= What you should do =
Please output only the lines that run from the line containing "task: segment every instance of the woman" through the end of the material below, exactly.

= Region annotation entries =
▼

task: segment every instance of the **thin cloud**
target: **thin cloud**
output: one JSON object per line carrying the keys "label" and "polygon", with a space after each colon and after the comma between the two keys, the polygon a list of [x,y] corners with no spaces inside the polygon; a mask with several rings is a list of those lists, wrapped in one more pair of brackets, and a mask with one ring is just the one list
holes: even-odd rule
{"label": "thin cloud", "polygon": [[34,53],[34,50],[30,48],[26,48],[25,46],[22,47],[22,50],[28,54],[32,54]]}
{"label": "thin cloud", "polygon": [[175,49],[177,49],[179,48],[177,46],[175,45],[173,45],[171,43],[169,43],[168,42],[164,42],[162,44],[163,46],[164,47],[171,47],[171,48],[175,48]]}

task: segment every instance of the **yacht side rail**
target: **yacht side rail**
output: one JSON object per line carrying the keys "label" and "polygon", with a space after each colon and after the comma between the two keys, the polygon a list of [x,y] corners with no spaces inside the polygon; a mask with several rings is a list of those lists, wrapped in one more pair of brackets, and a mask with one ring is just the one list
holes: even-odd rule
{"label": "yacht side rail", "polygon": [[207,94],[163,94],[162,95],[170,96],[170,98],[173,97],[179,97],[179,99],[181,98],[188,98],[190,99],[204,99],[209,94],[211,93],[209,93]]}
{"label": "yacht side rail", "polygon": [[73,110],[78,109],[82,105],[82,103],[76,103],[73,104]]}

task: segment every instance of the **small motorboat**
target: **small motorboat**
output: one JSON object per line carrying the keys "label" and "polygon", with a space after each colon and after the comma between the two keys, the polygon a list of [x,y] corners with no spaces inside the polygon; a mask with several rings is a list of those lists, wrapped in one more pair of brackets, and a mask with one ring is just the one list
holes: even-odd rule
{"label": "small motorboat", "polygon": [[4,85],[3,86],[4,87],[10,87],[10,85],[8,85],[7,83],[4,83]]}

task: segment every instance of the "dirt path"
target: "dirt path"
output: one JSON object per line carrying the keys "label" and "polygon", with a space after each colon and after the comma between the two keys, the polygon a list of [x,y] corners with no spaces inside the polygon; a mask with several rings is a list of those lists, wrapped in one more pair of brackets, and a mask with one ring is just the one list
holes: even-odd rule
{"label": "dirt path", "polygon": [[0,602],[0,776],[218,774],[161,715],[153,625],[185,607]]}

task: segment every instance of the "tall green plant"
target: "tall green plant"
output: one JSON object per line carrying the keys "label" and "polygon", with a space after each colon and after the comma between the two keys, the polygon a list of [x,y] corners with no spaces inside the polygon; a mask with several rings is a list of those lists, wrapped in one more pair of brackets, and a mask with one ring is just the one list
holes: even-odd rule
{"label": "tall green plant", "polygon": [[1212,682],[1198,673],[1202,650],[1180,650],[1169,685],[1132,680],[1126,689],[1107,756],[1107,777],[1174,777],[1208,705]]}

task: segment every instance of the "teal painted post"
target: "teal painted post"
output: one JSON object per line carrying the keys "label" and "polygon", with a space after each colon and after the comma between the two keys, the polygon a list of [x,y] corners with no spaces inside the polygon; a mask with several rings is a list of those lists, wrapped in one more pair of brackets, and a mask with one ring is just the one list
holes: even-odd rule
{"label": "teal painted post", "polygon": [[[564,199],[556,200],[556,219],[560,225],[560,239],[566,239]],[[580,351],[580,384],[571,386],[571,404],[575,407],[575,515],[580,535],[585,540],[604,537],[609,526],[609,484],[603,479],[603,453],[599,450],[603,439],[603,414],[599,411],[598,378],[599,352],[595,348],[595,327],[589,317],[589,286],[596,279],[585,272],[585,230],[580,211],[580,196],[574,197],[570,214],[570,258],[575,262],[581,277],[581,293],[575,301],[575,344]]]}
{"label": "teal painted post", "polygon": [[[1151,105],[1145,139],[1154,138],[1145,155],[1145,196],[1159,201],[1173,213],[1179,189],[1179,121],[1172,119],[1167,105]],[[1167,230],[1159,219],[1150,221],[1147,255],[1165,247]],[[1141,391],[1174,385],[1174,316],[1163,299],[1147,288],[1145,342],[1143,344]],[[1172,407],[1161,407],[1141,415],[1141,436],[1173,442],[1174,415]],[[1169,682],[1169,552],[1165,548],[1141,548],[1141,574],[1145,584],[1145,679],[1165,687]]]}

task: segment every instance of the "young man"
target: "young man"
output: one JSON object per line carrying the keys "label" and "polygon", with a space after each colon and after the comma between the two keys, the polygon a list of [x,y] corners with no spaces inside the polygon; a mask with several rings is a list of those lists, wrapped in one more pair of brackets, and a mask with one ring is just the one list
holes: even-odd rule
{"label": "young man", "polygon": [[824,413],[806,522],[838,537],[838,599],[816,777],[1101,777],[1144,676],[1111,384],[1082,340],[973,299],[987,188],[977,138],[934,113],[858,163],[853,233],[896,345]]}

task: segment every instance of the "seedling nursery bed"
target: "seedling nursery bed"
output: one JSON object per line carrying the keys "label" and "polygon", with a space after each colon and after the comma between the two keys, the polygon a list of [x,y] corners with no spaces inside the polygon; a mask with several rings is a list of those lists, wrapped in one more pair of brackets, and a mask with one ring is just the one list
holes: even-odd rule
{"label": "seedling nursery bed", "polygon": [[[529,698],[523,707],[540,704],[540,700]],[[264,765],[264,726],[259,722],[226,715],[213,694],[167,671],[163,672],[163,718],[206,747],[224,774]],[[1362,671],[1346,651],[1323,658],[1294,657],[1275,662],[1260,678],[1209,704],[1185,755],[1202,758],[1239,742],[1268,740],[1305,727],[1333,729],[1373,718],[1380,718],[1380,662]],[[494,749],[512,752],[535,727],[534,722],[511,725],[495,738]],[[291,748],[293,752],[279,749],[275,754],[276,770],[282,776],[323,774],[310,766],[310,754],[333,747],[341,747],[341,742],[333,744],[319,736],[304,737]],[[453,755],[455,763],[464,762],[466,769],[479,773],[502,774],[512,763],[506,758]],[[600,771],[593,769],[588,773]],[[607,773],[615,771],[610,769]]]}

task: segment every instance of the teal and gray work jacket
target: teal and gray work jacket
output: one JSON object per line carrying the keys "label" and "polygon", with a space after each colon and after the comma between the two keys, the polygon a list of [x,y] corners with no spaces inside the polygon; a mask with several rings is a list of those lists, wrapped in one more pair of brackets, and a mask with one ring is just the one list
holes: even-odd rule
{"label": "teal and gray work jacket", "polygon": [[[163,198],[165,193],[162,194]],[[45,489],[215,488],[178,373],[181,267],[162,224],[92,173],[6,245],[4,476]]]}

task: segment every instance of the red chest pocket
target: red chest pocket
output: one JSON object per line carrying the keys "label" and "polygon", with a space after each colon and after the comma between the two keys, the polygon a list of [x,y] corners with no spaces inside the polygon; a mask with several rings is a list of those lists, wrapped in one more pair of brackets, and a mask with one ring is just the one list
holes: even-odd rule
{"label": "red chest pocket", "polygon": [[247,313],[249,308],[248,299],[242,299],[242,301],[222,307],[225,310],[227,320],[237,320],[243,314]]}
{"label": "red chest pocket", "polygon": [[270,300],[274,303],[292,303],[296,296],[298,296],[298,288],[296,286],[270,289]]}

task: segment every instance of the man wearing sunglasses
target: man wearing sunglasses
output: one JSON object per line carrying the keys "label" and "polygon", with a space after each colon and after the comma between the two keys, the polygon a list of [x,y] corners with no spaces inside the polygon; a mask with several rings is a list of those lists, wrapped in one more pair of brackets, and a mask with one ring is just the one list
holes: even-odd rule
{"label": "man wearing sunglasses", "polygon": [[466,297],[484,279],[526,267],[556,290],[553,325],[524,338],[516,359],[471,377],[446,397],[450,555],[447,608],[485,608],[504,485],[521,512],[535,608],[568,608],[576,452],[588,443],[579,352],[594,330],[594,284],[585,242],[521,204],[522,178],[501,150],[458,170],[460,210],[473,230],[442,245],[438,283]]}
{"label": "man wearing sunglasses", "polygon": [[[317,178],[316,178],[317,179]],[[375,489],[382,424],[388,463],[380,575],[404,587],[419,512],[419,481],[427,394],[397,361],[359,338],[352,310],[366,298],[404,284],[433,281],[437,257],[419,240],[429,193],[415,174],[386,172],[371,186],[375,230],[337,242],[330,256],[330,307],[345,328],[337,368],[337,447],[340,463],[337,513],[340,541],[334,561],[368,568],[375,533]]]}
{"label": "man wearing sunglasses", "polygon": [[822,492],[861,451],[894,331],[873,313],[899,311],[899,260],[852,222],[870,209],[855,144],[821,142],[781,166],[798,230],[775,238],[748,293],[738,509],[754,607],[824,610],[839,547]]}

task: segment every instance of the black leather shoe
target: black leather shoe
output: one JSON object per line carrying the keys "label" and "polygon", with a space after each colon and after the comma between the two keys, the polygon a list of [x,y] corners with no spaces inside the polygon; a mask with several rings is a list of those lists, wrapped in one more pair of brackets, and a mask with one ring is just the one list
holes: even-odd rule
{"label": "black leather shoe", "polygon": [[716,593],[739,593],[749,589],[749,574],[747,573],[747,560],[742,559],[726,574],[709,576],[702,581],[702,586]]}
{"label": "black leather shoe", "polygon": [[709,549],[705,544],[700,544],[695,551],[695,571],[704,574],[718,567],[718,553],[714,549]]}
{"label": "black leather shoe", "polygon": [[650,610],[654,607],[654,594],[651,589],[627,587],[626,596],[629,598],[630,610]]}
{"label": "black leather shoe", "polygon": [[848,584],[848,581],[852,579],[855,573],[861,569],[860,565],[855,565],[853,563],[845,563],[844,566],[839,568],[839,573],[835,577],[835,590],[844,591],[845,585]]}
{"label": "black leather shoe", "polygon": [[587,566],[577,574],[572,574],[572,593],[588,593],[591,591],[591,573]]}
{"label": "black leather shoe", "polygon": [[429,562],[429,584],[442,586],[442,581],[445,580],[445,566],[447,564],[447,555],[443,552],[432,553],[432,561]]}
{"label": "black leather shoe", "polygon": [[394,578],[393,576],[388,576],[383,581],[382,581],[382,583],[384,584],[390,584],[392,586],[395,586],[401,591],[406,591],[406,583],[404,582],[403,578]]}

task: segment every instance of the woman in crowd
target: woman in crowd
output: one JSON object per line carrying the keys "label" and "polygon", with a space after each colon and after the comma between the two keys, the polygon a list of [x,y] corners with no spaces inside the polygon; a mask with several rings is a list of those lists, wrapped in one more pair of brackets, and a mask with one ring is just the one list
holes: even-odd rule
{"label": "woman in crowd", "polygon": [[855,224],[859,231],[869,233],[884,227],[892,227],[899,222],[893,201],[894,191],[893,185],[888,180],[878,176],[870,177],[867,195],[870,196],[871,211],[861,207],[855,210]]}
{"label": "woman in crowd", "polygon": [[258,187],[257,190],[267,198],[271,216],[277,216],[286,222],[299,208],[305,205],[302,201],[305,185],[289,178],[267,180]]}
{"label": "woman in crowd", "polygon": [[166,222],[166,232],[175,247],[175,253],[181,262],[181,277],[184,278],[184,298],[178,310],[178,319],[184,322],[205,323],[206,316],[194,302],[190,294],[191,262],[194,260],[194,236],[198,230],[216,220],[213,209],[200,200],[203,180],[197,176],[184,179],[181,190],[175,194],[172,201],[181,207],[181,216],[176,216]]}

▲

= Solution =
task: segment every instance of the woman in crowd
target: woman in crowd
output: one JSON object per line carrying the keys "label" and "polygon", with a space after each colon and after the comma between the two keys, the polygon a list of [x,y] corners with no spaces inside the polygon; a mask with several rings is a list of those lists, wrapped in one more pair of brackets, and a mask with one ring is just the one list
holes: even-odd rule
{"label": "woman in crowd", "polygon": [[855,224],[859,231],[869,233],[884,227],[892,227],[899,222],[893,201],[894,191],[893,185],[888,180],[878,176],[870,177],[867,195],[870,196],[871,211],[861,207],[855,210]]}
{"label": "woman in crowd", "polygon": [[258,187],[257,190],[267,198],[271,216],[277,216],[286,222],[299,208],[305,205],[302,201],[305,185],[289,178],[267,180]]}
{"label": "woman in crowd", "polygon": [[166,222],[166,232],[175,247],[175,253],[181,262],[181,277],[184,278],[184,298],[178,310],[178,319],[184,322],[205,323],[206,316],[194,302],[190,294],[191,262],[194,260],[194,236],[198,230],[216,220],[213,209],[200,200],[203,180],[197,176],[184,179],[181,190],[175,194],[172,201],[181,207],[181,216],[176,216]]}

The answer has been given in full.